WHAT IS EXPECTED = Copy out each of the items below verbatim, leaving nothing out.

↓↓↓

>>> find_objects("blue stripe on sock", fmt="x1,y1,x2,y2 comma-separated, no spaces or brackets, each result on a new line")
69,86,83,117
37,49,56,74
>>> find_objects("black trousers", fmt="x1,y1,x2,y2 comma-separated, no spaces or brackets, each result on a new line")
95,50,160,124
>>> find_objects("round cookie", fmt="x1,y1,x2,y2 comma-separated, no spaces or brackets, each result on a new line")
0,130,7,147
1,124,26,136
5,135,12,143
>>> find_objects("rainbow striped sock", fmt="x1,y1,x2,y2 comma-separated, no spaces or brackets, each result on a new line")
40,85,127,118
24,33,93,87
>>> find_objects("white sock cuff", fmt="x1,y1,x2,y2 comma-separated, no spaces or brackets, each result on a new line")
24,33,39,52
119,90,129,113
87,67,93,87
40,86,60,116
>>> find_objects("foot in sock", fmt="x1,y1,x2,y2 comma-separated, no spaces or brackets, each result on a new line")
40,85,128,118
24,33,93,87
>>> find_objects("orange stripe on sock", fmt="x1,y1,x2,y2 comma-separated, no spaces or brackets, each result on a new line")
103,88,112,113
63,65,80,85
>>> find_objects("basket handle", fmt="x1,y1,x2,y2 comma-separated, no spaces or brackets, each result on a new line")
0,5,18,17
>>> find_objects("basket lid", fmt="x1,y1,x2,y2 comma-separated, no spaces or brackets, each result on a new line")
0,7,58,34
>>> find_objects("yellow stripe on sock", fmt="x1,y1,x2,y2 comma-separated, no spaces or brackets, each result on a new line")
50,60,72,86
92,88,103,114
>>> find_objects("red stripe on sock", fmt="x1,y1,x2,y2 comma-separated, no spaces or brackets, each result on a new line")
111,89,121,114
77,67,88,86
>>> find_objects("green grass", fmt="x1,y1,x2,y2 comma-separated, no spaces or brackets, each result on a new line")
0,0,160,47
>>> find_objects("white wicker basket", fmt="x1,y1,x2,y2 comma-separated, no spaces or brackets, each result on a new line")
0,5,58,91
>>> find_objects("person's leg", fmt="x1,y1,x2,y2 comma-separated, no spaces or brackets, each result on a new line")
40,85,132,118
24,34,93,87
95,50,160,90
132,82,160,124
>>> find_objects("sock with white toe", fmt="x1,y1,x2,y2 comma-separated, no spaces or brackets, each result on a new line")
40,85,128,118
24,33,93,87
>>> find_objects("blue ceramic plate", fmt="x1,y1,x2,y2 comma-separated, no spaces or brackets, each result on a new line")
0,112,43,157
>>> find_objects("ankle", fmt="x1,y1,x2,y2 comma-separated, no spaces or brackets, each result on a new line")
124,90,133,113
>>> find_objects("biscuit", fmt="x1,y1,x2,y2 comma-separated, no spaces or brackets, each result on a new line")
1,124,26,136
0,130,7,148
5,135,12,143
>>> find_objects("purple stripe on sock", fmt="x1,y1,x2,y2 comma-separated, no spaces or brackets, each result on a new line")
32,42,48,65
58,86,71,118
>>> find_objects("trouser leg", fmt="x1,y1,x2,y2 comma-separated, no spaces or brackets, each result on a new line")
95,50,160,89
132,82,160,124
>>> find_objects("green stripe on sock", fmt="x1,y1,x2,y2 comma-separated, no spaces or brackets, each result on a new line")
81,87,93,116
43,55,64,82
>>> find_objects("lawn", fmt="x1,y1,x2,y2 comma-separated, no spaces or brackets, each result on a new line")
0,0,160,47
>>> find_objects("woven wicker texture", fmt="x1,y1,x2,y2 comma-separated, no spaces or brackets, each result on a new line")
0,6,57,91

↑↑↑

RESPONSE FOR THIS EXERCISE =
>>> find_objects("blue stripe on sock", fmt="x1,y1,x2,y2 comma-separated, no spaces or brackets, each result on a new line")
69,86,83,117
37,49,56,74
>>> find_objects("black trousers", fmt="x1,y1,x2,y2 comma-separated, no spaces or brackets, each result on a new line")
95,50,160,124
>>> find_objects("round cookie", fmt="x1,y1,x2,y2 comma-separated, no spaces or brackets, each result on a new line")
0,130,7,147
1,124,26,136
5,135,12,143
>>> find_objects("rainbow striped sock", fmt="x1,y1,x2,y2 comma-separated, no spaces or brackets, each result on a new line")
40,85,127,118
24,33,93,87
>>> find_objects("white sock cuff", fmt="x1,y1,x2,y2 comma-separated, no spaces or brackets, each result on a new line")
24,33,39,52
119,90,129,113
87,67,93,87
40,86,60,116
>>> find_objects("foot in sock", fmt="x1,y1,x2,y2 comma-separated, no spaces or brackets, each result on a new line")
40,85,128,118
24,33,93,87
>>> find_objects("orange stripe on sock", fmt="x1,y1,x2,y2 comma-separated, no spaces or brackets, each result on a new line")
103,88,112,113
63,65,80,85
>>> find_objects("basket handle", fmt="x1,y1,x2,y2 comma-separated, no spaces or brackets, each result on a new line")
0,5,18,17
>>> find_objects("basket lid", fmt="x1,y1,x2,y2 comma-separated, no spaces or brackets, each result on a new line")
0,7,58,34
>>> find_objects("yellow stripe on sock", fmt="x1,y1,x2,y2 comma-separated, no spaces or brackets, each result on a new line")
50,60,72,86
92,88,103,114
>>> find_objects("red stripe on sock", fmt="x1,y1,x2,y2 comma-separated, no spaces or brackets, each result on a new line")
111,89,121,114
77,67,88,86
>>> find_objects("green grass", fmt="x1,y1,x2,y2 comma-separated, no spaces or brackets, each result on a new line")
0,0,160,47
>>> find_objects("white wicker basket", fmt="x1,y1,x2,y2 comma-separated, no spaces or brackets, each result on a new line")
0,5,58,91
>>> find_objects("person's leg", fmt="x1,y1,x2,y2 comma-separated, no spaces or brackets, each result on a new line")
40,85,132,118
24,34,93,87
95,50,160,90
132,82,160,124
>>> find_objects("sock with white toe", fmt="x1,y1,x2,y2 comma-separated, no spaces or brackets, each result on a new line")
40,85,128,118
24,33,93,87
>>> find_objects("blue ceramic plate", fmt="x1,y1,x2,y2 comma-separated, no spaces or brackets, each result on a new line")
0,112,43,157
>>> find_objects("ankle", fmt="x1,y1,x2,y2 comma-separated, no spaces or brackets, each result on a new line")
124,90,133,113
>>> find_objects("biscuit", fmt="x1,y1,x2,y2 comma-separated, no spaces or brackets, each result on a new line")
1,124,26,136
0,130,7,148
5,135,12,143
>>> find_objects("purple stripe on sock", fmt="x1,y1,x2,y2 comma-separated, no spaces or brackets, each result on a new line")
32,42,48,65
58,86,71,118
>>> find_objects("trouser leg", fmt="x1,y1,x2,y2 comma-separated, no spaces or brackets, each result on a new line")
95,50,160,89
132,82,160,124
>>> find_objects("green stripe on sock", fmt="x1,y1,x2,y2 comma-separated, no spaces or brackets, each result on a new line")
81,87,93,116
43,55,64,82
>>> find_objects("lawn", fmt="x1,y1,x2,y2 comma-separated, no spaces or brackets, each result on a new line")
0,0,160,47
>>> find_objects("woven wicker texture", fmt="x1,y1,x2,y2 comma-separated, no spaces or brackets, each result on a new line")
0,6,57,91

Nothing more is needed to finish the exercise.